07/02/2020

Camille Givens Patterson

Jane Buccheri

Brenda Rodriguez

Lou Packett

Felecia McCray

Elizabeth Weber

Abigail Breseith

Stephen Blake

Dotie Page

Abigail Breiseth

Ben Fleury

Boy Scouts of America

Ben Fleury and Stephen Blake from the Boy Scouts of America made a presentation.

Have been discussing how to bring scouting into the SWP area.

 

Abigail: seems like schools and churches seem to be the strongest avenue for that. The community school coordinators at each school would be the best contact for setting up troops in schools.

 

Scouting provides young people–Boy Scouts now admits both boys and girls–with a number of great opportunities that young people in the city do not always get the chance to participate in.

The hurdles in making these opportunities available to every interested potential scout. There are challenges in finding places where there are scout units, scouting is expensive in America although the council does provide funding. There is also a need for leadership–leaders are volunteers which can limit the number of potential leaders available. Scouting can also benefit the larger community both through community service and the potential for community cohesion.

 

Looking to partner with local schools and potential parishes–interested in setting up Scout troop or Cub Scout packs.

 

Capacity to expand: dependent on the number of kids and parents that are interested in joining. The majority of the programming is done by the adult volunteers. Can provide training and support for new volunteers starting new troops/new packs. There are also district and council activities that troops can participate in.

 

Cub scouts are organized by age, Boy scouts are mixed ages between 6th grade and age 18

 

There are over 40 packs/troops in Baltimore. There has been a loss of packs/troops in West Baltimore. A need for scout troops on the west side–there’s only 3 or 4. There are 11 in East Baltimore.

[Collected data]
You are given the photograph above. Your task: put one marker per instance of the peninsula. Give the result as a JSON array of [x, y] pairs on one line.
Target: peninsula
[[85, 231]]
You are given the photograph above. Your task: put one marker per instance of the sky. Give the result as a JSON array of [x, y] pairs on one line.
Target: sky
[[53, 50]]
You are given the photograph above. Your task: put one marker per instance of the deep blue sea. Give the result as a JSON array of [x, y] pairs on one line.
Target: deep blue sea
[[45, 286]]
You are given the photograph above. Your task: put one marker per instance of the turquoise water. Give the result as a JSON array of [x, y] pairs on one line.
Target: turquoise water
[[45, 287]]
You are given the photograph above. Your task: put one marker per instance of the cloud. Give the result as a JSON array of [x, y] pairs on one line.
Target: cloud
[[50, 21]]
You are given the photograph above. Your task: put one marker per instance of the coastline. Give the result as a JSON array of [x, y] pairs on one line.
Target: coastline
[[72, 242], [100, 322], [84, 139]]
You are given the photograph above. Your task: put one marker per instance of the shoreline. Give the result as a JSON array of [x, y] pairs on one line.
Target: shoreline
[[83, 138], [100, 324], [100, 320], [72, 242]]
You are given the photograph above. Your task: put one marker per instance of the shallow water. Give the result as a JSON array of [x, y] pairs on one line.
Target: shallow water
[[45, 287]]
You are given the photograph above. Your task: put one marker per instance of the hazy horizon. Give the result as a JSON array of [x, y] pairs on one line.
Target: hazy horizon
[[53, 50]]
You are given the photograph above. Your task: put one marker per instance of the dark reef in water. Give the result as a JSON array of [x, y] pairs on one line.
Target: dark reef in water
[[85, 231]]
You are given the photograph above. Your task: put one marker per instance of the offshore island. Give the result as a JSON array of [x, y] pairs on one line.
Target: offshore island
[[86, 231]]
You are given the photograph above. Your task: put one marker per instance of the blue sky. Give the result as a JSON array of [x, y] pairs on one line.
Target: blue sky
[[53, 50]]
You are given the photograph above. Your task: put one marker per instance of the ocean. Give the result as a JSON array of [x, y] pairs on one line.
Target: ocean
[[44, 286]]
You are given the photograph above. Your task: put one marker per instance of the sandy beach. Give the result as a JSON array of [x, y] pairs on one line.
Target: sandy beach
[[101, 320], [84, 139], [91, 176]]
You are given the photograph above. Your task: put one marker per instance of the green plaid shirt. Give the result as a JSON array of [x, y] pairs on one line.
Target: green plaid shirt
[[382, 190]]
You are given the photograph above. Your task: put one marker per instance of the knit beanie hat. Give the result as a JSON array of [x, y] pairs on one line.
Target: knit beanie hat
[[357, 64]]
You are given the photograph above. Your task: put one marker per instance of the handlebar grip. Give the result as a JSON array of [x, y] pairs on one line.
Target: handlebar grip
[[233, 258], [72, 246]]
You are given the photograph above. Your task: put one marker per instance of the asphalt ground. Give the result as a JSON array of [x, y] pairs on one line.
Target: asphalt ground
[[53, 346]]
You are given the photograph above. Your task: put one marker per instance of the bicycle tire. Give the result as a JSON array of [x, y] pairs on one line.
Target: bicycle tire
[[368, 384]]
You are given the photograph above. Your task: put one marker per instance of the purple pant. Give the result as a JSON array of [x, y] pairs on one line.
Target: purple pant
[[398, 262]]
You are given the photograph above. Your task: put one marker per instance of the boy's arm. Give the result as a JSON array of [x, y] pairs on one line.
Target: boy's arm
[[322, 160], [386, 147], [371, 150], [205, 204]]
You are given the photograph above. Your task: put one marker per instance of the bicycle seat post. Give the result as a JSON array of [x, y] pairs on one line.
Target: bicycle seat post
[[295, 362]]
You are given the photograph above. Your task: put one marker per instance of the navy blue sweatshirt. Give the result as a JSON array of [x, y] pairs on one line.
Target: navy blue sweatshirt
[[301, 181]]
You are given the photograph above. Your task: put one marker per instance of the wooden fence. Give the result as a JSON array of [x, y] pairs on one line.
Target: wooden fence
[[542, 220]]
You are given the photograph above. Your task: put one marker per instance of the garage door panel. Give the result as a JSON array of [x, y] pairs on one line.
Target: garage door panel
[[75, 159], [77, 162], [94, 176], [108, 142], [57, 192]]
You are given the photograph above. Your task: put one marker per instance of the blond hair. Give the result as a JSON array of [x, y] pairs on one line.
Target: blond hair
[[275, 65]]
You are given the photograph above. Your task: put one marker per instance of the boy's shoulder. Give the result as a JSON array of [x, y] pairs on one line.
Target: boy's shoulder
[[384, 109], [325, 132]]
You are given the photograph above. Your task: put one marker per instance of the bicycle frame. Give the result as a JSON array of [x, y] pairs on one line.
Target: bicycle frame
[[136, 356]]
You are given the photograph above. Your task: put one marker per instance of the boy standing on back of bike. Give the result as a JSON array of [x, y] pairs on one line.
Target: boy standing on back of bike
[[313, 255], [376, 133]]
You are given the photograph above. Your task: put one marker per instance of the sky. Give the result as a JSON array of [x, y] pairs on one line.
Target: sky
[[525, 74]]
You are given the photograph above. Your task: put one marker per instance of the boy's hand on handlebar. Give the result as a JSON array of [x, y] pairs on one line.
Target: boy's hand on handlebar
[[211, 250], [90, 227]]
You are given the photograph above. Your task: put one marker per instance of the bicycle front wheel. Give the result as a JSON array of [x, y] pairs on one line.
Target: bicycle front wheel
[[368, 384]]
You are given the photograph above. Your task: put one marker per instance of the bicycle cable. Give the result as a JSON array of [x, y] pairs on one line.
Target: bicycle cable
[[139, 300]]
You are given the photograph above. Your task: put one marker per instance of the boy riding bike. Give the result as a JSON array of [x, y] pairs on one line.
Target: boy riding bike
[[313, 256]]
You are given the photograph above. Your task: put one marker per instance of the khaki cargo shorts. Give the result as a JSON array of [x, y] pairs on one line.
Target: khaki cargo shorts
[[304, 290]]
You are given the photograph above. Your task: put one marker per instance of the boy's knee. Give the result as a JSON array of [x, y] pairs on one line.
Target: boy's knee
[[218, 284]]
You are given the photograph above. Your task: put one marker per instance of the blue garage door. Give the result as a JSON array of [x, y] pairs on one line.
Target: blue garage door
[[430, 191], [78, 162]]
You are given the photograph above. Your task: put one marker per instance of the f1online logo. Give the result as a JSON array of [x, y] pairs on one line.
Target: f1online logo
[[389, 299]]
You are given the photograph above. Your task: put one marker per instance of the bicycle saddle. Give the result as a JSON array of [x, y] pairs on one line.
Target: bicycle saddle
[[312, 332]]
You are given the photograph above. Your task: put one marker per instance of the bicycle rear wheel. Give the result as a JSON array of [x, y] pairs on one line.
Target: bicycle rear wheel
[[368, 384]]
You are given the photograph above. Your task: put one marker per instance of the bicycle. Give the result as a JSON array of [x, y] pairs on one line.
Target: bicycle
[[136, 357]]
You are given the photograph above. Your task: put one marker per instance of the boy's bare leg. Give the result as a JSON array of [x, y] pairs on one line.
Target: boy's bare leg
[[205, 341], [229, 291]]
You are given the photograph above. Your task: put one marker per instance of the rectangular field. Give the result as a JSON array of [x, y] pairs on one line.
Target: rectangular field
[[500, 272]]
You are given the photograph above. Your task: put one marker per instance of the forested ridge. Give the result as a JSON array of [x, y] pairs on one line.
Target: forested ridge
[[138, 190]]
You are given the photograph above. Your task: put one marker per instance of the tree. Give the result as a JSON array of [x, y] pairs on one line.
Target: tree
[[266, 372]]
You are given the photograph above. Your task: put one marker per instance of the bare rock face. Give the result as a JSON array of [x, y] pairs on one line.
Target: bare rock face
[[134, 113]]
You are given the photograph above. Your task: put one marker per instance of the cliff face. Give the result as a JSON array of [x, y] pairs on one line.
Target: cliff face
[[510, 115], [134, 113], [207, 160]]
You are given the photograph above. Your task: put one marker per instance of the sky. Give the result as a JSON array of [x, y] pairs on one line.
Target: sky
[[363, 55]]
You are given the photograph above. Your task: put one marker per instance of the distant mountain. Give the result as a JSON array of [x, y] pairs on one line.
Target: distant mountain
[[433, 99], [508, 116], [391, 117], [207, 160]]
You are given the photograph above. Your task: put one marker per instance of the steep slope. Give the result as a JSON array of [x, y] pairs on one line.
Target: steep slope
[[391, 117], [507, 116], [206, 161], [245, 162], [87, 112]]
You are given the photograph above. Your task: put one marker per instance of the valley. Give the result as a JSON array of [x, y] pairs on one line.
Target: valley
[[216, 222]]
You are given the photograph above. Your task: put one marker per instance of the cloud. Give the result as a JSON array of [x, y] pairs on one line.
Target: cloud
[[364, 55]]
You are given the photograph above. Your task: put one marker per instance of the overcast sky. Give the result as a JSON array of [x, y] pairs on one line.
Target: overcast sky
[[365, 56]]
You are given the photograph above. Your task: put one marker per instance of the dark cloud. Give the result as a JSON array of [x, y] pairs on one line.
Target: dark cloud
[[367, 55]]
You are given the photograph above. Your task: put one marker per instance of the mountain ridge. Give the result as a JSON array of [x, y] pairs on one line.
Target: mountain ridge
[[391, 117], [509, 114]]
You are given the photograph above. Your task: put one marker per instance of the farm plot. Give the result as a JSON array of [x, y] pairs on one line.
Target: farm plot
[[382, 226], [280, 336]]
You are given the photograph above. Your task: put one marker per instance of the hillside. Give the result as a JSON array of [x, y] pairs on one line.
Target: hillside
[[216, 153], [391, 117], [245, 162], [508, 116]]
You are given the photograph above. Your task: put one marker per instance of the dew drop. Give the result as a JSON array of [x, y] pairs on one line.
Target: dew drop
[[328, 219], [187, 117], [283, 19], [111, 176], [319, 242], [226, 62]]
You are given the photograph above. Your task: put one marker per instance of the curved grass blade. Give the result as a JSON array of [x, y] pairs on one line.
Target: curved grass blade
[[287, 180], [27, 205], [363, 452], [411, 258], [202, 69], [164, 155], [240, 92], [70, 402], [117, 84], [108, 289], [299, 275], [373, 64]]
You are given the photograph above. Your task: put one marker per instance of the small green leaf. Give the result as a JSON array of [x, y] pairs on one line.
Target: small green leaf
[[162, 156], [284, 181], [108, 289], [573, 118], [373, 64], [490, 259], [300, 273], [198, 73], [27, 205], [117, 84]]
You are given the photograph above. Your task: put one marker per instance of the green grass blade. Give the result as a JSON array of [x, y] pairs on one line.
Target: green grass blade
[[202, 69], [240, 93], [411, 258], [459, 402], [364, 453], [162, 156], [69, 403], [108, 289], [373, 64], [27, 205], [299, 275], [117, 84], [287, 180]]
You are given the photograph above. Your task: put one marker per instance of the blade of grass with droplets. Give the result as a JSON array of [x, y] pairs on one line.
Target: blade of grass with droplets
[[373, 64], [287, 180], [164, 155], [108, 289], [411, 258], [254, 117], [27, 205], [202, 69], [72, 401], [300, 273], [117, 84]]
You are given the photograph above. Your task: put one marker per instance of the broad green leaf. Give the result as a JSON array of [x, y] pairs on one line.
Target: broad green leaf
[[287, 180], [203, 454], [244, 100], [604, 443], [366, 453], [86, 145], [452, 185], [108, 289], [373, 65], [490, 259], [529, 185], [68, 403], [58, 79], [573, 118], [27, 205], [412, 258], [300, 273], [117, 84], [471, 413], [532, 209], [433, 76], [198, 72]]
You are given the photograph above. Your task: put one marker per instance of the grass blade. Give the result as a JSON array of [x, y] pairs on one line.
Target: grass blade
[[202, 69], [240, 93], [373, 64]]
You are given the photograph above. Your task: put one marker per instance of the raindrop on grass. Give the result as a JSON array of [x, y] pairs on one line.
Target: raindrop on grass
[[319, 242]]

DIRECTIONS FOR THIS TASK:
Carry on the meeting notes on the Boy Scouts of America presentation, beginning after their final sentence. The data collected here have no connection to the meeting notes on the Boy Scouts of America presentation.

RESPONSE FOR THIS EXERCISE:
The biggest hurdle is getting units set up and properly run and having volunteers interested in running them. Screening/background checks required for being a leader (there is a membership fee)–BSA pays for that. Also required to take youth protection training.

 

Minimum of 5 kids and at least 3 unit leaders/2 committee members (5 adults)

 

Education Committee’s Role in Advancing Racial Equity

The Committee has a number of options to advance racial equity–can do area-wide education and workshops (as done before), can do internal programming work (ie anti-racism training for individual community members) or work with program staff/community schools program, can advocate for organization wide changes to the SWP Board of Directors–if interested in advocating for changes suggest identifying issues and identifying action items.

 

The Committee discussed issues and solutions (see attached). Some are for the board and some are for the committee. The committee will ask the board to take the board related actions.

 

The Committee voted to ask the SWP to commit to a formal, facilitated racial equity assessment

 

Community Calls Update

Elizabeth shared a summary of the community calls that were done. Major needs identified were food and information about covid-19.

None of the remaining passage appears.